[start of Task material]

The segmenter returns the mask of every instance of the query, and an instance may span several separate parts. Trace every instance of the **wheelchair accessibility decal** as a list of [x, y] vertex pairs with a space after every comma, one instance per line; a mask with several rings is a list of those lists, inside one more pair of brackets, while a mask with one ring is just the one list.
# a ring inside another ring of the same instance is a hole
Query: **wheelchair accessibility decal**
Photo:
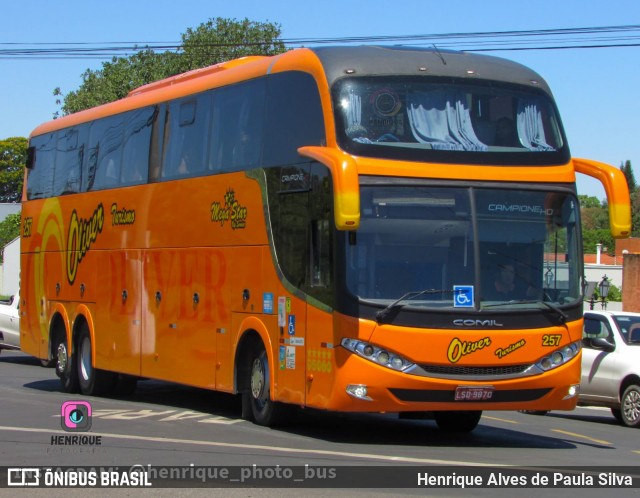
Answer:
[[473, 308], [473, 285], [453, 286], [453, 307]]

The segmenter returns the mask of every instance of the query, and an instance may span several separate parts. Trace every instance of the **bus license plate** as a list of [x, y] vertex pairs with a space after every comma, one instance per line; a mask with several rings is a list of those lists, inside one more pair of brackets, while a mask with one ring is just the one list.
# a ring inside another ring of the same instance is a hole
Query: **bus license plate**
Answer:
[[455, 401], [487, 401], [493, 396], [493, 386], [458, 386]]

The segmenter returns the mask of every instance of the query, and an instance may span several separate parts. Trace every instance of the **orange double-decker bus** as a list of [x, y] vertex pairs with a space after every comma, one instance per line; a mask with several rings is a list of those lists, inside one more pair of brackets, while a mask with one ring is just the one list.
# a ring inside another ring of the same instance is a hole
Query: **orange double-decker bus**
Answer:
[[32, 133], [21, 345], [67, 392], [163, 379], [263, 425], [569, 410], [576, 172], [628, 236], [622, 173], [572, 159], [544, 80], [494, 57], [297, 49], [152, 83]]

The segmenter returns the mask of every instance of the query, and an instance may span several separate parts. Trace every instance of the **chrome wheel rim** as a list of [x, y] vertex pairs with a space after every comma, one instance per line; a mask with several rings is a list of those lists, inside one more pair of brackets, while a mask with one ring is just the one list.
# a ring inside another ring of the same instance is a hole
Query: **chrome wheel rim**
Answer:
[[622, 412], [624, 413], [625, 420], [631, 423], [638, 422], [638, 419], [640, 419], [640, 392], [635, 389], [629, 391], [624, 398]]
[[56, 360], [56, 370], [59, 375], [62, 375], [67, 368], [67, 361], [69, 356], [67, 355], [67, 345], [65, 343], [61, 343], [58, 346], [58, 354]]

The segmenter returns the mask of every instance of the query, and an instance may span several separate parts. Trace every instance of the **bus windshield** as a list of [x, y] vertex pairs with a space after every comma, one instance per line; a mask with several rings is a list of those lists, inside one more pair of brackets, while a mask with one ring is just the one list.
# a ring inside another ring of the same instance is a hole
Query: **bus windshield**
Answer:
[[519, 310], [581, 299], [573, 194], [361, 185], [361, 201], [346, 242], [347, 287], [361, 300]]
[[481, 164], [561, 164], [565, 140], [535, 87], [451, 78], [361, 77], [334, 89], [340, 145], [370, 157]]

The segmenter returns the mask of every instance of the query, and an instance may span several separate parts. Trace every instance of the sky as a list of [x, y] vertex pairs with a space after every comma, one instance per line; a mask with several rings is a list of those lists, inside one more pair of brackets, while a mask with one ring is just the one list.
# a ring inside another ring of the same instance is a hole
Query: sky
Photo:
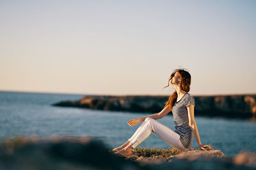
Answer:
[[256, 1], [0, 0], [0, 90], [256, 93]]

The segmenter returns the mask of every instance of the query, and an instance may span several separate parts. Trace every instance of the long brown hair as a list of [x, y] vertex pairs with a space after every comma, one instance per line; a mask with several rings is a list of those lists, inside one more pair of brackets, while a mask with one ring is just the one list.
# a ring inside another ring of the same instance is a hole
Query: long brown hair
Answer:
[[[184, 69], [181, 69], [181, 68], [175, 69], [173, 70], [173, 71], [169, 77], [168, 85], [165, 86], [163, 89], [169, 87], [169, 82], [171, 80], [171, 79], [174, 76], [174, 74], [175, 74], [176, 72], [178, 72], [178, 74], [179, 74], [180, 78], [179, 86], [180, 87], [181, 90], [186, 92], [189, 92], [190, 90], [189, 86], [191, 81], [191, 76], [189, 73], [188, 73], [188, 71], [184, 70]], [[177, 97], [178, 97], [178, 94], [175, 90], [175, 91], [171, 96], [170, 96], [169, 99], [164, 103], [165, 104], [164, 107], [169, 104], [170, 110], [172, 110], [172, 106], [173, 106], [174, 103], [177, 100]]]

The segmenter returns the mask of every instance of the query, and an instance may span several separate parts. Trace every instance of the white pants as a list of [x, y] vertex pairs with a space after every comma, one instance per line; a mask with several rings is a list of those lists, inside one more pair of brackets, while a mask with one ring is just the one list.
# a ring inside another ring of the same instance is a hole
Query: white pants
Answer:
[[179, 140], [179, 134], [150, 117], [146, 118], [132, 136], [128, 139], [131, 144], [133, 144], [132, 148], [135, 148], [148, 138], [151, 132], [158, 135], [170, 146], [182, 151], [186, 150]]

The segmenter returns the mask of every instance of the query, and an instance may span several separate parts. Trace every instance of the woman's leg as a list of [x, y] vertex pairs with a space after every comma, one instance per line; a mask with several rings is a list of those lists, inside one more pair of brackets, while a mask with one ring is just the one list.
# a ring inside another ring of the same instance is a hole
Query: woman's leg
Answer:
[[147, 117], [145, 122], [146, 124], [127, 146], [132, 145], [135, 148], [153, 132], [172, 147], [180, 150], [186, 150], [180, 142], [180, 136], [177, 133], [154, 118]]
[[117, 148], [115, 148], [112, 150], [112, 152], [117, 152], [118, 150], [120, 150], [123, 148], [124, 148], [125, 146], [127, 146], [130, 142], [137, 136], [137, 134], [139, 133], [139, 132], [141, 130], [142, 127], [144, 126], [144, 125], [146, 124], [146, 121], [143, 121], [142, 124], [140, 125], [140, 127], [138, 128], [138, 129], [135, 131], [134, 134], [127, 141], [126, 141], [125, 143], [124, 143], [122, 146], [120, 146]]
[[168, 127], [150, 117], [147, 117], [143, 123], [143, 125], [140, 127], [141, 127], [140, 130], [136, 132], [136, 135], [131, 138], [130, 143], [115, 153], [129, 156], [131, 154], [132, 149], [135, 148], [148, 138], [152, 132], [158, 135], [169, 145], [180, 150], [186, 150], [179, 141], [180, 136]]

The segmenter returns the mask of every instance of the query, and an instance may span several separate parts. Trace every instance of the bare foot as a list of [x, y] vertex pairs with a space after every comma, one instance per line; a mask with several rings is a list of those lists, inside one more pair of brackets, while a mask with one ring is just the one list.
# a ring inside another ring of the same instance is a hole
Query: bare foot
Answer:
[[119, 151], [115, 152], [115, 154], [125, 157], [130, 156], [132, 154], [132, 150], [133, 149], [133, 148], [132, 147], [131, 145], [128, 147], [127, 146], [124, 148], [124, 149], [122, 149]]
[[130, 141], [127, 141], [123, 145], [122, 145], [122, 146], [120, 146], [119, 147], [113, 148], [113, 150], [109, 150], [109, 152], [115, 153], [115, 152], [118, 152], [118, 151], [119, 151], [120, 150], [122, 150], [123, 148], [125, 148], [129, 143], [130, 143]]

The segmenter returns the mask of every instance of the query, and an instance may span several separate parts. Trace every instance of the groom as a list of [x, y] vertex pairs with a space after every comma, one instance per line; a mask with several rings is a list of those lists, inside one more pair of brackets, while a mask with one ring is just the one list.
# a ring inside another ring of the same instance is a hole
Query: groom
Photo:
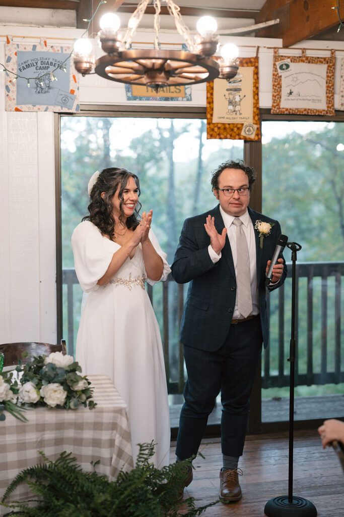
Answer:
[[[190, 282], [180, 335], [188, 379], [176, 454], [183, 460], [197, 453], [221, 391], [223, 503], [241, 497], [238, 464], [249, 398], [262, 343], [268, 345], [266, 273], [281, 234], [277, 221], [248, 207], [255, 181], [253, 170], [241, 160], [218, 168], [211, 186], [219, 204], [186, 220], [171, 267], [176, 282]], [[266, 224], [255, 229], [260, 222]], [[269, 291], [281, 285], [286, 273], [284, 260], [279, 259]], [[192, 480], [190, 468], [184, 485]]]

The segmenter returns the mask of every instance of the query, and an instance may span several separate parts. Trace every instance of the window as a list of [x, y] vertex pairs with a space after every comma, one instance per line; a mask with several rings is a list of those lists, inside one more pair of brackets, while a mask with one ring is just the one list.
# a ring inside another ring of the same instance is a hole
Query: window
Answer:
[[[82, 292], [71, 237], [88, 213], [87, 183], [93, 172], [119, 166], [139, 176], [141, 211], [153, 209], [152, 227], [171, 264], [184, 219], [217, 204], [211, 190], [211, 171], [226, 160], [242, 158], [243, 142], [207, 140], [202, 119], [61, 116], [60, 121], [63, 331], [73, 353]], [[179, 377], [183, 355], [178, 288], [174, 282], [169, 284], [167, 371], [175, 394], [170, 402], [176, 404], [181, 403], [178, 393], [184, 384]], [[162, 298], [160, 283], [154, 288], [153, 306], [162, 335]]]
[[[344, 124], [265, 121], [263, 212], [277, 219], [298, 253], [296, 420], [342, 413]], [[291, 253], [286, 249], [285, 258]], [[291, 267], [270, 297], [271, 345], [263, 362], [262, 421], [288, 419]], [[342, 314], [341, 316], [342, 321]], [[326, 402], [319, 397], [325, 397]], [[341, 409], [340, 405], [341, 405]]]

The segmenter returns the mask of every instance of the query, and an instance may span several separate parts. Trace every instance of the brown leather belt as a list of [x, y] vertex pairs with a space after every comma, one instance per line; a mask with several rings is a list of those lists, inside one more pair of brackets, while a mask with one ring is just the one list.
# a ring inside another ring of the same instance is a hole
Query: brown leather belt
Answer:
[[258, 314], [253, 314], [252, 316], [248, 316], [247, 318], [244, 318], [243, 320], [232, 320], [232, 324], [237, 325], [238, 323], [242, 323], [242, 322], [247, 322], [249, 320], [252, 320], [252, 318], [255, 318], [258, 315]]

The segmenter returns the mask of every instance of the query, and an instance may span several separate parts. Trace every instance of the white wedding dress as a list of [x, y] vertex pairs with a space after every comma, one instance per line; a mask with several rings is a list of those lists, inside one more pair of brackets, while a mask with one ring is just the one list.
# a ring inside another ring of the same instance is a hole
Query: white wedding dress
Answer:
[[[151, 230], [149, 238], [163, 262], [161, 280], [170, 271], [166, 254]], [[120, 246], [92, 223], [80, 223], [72, 245], [75, 271], [83, 290], [89, 293], [82, 311], [76, 340], [76, 360], [83, 375], [104, 374], [126, 402], [134, 464], [137, 444], [157, 445], [151, 460], [168, 465], [170, 418], [161, 340], [144, 281], [141, 244], [105, 285], [97, 285]]]

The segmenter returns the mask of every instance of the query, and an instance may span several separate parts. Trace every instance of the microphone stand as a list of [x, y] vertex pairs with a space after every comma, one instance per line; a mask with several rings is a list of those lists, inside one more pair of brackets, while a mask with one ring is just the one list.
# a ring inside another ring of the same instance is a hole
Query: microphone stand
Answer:
[[291, 250], [292, 269], [291, 274], [291, 339], [289, 358], [290, 381], [289, 387], [289, 482], [288, 495], [279, 496], [268, 501], [264, 508], [267, 517], [316, 517], [317, 509], [310, 501], [292, 494], [293, 446], [294, 438], [294, 378], [295, 372], [295, 293], [297, 251], [301, 246], [297, 242], [288, 242]]

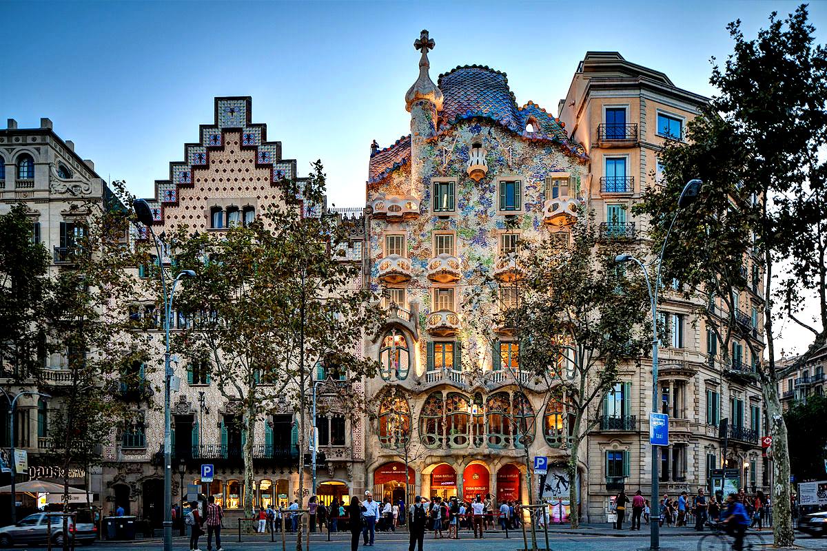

[end of Task material]

— Problem statement —
Arrange the entries from the start of the entries through the line holding "[[455, 401], [487, 401], [493, 396], [493, 386], [458, 386]]", inclusive, as a two-column CSV with columns named instruction and outline, one row per entry, with each entry's text and its answer each in one quoted field and line breaks turned into spaces. Leave the pictures out.

— Task solution —
instruction,outline
"The segmenter returns the mask of every instance of the query, and an instance may span several separate parts. Trace every instance of the **wheelchair accessibility decal** as a list of [x, y] vertex pairs with a space after every comma, one instance per line; a mask with several rings is a list of those lists, inside one more pair of brackets, while a mask with one ring is just the one list. # a ring inside another ring of the same instance is a hole Query: **wheelchair accessibility decal** Photo: Answer:","[[473, 308], [473, 285], [453, 286], [453, 307]]"
"The segmenter returns the mask of every instance of the query, and an instance may span several separate parts. Trace every instance of the **bus license plate** as a list of [x, y] vertex pairs with a space after every comma, one instance per line; a mask with several rings is a list of those lists, inside one more pair of brackets, while a mask with one ring is just the one list. # a ring inside another ring of the same instance is a hole Query: **bus license plate** Answer:","[[455, 401], [487, 401], [493, 396], [493, 386], [458, 386]]"